The required output consists solely of the lines from the line containing "Tag the frozen" through the end of the records, copied exactly.

- **Material for this exercise**
# # # # # # #

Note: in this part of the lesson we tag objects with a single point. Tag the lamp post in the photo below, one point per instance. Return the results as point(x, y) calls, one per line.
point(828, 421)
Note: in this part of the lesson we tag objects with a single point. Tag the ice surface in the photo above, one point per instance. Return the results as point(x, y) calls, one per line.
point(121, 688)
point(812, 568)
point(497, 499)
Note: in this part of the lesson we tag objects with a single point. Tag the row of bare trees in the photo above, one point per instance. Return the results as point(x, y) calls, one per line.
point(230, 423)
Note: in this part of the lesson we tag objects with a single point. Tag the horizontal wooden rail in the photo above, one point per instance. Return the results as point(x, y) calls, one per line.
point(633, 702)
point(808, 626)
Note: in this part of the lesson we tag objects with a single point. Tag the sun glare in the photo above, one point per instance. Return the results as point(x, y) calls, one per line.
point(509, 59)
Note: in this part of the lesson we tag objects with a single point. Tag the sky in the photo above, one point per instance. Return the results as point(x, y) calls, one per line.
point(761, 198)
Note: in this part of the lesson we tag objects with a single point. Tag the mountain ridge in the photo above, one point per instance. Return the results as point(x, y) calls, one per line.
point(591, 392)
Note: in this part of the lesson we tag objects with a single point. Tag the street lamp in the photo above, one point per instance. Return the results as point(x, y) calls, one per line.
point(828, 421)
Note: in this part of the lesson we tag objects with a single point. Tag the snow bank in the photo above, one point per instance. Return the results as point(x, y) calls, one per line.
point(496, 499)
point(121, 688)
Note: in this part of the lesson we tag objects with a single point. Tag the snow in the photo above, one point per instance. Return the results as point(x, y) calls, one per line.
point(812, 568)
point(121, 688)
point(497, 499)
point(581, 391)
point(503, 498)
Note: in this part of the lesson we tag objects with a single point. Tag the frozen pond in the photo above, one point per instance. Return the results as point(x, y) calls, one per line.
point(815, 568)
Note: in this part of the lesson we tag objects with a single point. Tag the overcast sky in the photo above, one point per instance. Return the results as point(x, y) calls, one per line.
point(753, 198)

# # # # # # #

- **Task response**
Note: in this part of the lesson we tag objects with a single point. Tag the frozen pond in the photo above, one point per instance. Return the results as point(x, y) calls, one per line.
point(815, 568)
Note: in this part of the lesson we tag objects with a single point. Tag the overcast sky in the photo above, one point per instance. Return the results as point(x, y) calls, one per line.
point(753, 198)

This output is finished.